__Assigned task__: Take the data below and copy exactly the lines starting at the one with "with sun design." and finishing at the one with "navy suit jacket.", both included.

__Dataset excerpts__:
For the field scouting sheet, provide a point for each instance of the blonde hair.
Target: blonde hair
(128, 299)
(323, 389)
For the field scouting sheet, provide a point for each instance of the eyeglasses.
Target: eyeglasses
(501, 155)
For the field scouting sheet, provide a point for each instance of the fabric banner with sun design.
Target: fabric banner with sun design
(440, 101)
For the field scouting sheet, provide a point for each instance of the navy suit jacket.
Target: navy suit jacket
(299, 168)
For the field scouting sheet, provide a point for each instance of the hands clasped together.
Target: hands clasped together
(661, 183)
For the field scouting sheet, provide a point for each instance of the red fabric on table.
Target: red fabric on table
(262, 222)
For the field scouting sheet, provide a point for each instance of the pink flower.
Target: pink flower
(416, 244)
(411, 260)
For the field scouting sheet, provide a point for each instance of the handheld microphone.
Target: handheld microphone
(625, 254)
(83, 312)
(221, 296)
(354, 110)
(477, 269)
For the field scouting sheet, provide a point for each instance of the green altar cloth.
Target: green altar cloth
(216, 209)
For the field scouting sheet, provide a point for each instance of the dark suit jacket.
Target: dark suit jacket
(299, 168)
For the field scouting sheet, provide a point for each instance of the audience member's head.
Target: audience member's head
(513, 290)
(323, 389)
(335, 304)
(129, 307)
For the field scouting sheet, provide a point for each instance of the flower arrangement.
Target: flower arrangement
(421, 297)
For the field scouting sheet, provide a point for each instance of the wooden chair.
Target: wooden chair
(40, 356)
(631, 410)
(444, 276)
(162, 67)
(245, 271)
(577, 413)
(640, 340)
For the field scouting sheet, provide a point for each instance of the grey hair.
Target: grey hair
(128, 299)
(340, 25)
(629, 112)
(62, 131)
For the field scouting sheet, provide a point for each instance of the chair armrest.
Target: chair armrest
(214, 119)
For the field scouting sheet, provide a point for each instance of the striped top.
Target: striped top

__Task answer__:
For the field scouting sheet, provide a point for each instance of the fabric banner with sun design.
Target: fabric banner with sun design
(440, 101)
For the field scouting sheet, provide a point for each instance of the navy suit jacket.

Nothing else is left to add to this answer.